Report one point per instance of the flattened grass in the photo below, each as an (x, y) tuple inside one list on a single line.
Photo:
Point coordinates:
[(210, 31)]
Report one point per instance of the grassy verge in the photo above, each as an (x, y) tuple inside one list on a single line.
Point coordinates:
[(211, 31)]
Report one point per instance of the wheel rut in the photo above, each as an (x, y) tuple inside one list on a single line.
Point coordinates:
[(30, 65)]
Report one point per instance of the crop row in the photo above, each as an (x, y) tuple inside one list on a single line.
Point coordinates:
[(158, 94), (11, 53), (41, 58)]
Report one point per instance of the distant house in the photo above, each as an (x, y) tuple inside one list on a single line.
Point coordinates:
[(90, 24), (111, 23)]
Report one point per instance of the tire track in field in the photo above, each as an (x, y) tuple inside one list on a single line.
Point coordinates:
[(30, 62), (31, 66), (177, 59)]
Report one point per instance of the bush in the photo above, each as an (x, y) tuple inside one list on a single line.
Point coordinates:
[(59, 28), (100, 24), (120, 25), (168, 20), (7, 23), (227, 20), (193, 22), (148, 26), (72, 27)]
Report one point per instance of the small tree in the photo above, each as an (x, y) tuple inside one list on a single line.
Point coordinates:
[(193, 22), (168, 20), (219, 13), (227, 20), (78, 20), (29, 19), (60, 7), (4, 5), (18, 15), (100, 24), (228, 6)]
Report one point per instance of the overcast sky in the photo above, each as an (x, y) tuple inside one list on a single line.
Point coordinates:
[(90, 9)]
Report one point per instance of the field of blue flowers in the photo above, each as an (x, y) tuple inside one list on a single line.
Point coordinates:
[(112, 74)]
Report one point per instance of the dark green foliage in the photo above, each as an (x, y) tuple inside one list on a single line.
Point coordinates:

------------------------------

Problem to solve ::
For each line in the entries that contains the string "field", make a copy.

Completed exercise ::
Report one point per instance of the tire track in field in the photo above, each as an (x, y) tuple inside one list on a single line.
Report one point per instance of the field of blue flowers in the photo above, each as an (x, y) tuple inside one list on a single line.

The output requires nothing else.